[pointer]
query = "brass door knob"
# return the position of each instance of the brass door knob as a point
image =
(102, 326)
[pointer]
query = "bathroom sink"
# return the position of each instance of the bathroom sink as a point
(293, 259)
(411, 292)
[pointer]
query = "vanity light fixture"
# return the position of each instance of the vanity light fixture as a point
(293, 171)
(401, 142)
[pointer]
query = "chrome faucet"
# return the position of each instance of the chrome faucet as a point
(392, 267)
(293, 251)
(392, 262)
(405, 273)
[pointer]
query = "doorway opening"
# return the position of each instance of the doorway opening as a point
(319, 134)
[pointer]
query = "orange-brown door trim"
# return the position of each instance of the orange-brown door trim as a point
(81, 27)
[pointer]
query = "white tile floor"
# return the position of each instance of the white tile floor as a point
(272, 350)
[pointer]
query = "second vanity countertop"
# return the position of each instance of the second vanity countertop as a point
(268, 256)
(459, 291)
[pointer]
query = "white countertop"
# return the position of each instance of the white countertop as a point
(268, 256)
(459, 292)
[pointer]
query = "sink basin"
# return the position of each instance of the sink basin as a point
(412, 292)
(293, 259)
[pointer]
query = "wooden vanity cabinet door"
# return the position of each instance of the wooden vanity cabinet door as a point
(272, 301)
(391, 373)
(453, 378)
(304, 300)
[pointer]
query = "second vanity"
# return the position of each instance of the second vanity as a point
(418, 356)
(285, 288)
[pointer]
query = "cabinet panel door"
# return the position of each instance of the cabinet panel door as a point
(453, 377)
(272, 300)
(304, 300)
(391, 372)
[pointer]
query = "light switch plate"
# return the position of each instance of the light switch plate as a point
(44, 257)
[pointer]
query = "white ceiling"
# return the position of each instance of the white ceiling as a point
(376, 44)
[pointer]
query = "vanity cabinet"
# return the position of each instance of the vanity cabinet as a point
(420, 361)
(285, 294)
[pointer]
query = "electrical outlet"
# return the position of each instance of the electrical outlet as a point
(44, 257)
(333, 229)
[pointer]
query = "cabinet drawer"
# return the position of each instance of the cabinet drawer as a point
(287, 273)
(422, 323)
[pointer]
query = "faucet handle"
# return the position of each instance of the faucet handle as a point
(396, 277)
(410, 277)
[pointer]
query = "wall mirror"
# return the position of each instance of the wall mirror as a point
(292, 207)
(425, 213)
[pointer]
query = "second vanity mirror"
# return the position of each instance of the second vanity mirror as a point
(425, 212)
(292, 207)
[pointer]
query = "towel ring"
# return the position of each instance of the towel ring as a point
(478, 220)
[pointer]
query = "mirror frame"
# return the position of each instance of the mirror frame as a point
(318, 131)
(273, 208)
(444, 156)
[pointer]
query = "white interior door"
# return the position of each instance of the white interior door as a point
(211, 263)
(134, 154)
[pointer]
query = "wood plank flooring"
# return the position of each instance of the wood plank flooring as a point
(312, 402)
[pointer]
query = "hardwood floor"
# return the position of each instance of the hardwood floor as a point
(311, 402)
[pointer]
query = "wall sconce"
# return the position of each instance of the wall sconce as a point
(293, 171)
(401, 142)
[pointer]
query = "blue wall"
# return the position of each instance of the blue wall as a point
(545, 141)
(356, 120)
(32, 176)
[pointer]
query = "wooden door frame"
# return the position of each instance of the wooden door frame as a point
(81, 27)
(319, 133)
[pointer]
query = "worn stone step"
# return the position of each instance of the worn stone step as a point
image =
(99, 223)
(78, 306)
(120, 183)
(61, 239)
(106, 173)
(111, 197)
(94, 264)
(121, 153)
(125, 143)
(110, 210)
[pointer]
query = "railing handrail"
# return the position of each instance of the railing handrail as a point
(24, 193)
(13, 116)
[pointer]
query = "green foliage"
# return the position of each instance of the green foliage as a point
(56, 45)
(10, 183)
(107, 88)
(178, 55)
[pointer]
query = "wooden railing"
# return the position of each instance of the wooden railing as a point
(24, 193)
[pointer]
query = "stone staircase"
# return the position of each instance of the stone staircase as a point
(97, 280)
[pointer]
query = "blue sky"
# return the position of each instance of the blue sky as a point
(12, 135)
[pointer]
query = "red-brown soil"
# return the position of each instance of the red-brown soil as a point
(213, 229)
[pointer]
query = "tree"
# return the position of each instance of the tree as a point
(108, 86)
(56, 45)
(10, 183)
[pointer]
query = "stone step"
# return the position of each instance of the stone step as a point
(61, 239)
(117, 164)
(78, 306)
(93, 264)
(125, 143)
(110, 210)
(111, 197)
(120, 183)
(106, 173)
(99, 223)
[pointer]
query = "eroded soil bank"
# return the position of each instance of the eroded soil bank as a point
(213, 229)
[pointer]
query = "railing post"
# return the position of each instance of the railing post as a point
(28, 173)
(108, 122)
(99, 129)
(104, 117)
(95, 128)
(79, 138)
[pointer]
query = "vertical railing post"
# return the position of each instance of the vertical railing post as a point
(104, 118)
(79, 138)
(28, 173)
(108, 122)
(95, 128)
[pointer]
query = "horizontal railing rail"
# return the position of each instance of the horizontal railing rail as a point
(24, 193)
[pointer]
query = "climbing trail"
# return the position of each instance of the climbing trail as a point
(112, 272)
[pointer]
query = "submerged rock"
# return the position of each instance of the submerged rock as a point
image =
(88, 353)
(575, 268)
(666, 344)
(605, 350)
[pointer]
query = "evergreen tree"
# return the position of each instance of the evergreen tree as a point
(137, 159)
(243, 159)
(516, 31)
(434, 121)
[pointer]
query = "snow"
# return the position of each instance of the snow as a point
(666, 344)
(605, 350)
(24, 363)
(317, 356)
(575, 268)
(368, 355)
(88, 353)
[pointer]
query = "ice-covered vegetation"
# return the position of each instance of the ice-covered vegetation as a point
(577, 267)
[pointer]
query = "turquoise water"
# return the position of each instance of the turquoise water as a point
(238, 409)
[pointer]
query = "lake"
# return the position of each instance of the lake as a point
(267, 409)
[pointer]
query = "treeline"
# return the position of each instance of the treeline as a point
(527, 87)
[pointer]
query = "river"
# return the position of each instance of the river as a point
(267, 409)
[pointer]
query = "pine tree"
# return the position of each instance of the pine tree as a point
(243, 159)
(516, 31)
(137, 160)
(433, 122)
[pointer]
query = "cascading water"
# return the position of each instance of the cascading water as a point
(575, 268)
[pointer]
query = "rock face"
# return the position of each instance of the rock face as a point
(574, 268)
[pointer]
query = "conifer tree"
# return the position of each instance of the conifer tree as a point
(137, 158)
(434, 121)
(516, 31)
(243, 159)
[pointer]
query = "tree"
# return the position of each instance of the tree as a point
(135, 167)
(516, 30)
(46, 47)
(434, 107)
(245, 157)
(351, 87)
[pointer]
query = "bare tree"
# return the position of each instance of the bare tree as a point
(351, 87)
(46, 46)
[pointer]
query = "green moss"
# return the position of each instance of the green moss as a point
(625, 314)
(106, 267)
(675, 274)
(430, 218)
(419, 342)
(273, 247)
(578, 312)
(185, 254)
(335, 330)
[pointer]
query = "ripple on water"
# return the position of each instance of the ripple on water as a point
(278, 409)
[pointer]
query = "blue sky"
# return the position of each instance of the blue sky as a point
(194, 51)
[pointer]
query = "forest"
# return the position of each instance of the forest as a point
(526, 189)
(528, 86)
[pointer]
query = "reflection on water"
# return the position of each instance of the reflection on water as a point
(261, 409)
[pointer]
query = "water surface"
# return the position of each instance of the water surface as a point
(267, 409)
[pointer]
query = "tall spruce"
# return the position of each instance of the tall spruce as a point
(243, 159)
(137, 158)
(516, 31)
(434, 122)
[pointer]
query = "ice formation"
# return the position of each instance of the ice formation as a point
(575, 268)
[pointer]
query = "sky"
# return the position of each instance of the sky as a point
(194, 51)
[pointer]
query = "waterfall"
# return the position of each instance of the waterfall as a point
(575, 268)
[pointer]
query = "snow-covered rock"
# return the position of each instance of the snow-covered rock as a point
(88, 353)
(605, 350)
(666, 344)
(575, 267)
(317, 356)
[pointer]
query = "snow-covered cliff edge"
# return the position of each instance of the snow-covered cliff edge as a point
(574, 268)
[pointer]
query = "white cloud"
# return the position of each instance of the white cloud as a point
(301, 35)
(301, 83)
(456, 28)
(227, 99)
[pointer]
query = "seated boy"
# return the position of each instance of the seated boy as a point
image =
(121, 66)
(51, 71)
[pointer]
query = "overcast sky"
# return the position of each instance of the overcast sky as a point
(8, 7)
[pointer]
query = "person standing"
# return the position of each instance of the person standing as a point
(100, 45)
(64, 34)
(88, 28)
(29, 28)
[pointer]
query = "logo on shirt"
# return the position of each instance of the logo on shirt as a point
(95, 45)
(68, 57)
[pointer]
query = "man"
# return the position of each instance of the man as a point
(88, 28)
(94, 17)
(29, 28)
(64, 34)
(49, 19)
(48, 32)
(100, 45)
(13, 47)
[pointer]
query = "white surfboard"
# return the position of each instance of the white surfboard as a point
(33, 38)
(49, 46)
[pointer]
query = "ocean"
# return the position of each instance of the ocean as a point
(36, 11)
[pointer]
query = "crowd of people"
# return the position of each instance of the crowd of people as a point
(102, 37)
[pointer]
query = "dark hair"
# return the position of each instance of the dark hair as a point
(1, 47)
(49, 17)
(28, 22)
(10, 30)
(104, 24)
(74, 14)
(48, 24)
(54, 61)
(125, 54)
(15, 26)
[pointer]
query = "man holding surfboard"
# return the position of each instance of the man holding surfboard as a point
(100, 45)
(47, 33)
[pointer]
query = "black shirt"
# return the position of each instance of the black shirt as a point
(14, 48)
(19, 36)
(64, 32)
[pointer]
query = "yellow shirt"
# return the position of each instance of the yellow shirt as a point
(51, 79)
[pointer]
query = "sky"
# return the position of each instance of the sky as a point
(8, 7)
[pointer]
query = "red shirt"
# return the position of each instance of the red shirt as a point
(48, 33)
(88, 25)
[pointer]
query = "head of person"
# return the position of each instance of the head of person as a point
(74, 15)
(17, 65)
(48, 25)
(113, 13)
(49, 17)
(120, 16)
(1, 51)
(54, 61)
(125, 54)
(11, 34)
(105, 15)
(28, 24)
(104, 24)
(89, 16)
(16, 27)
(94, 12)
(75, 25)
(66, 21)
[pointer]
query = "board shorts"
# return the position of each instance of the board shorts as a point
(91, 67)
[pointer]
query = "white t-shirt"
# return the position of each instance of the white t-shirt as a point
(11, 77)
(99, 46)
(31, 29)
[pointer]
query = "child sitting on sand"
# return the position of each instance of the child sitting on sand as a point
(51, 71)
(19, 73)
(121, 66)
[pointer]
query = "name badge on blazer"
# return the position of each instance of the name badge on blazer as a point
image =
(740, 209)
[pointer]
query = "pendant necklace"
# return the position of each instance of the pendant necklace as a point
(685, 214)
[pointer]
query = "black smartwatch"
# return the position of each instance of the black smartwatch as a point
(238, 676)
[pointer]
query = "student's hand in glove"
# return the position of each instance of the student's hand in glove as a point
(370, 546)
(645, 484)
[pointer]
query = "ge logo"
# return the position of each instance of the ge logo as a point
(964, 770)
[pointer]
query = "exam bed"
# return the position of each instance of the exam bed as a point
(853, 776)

○ ○ ○ ○ ○ ○ ○

• EXERCISE DIRECTIONS
Exactly how many lines in the records contain the string "badge"? Give that number alone.

• SOLUTION TO THE EXERCISE
2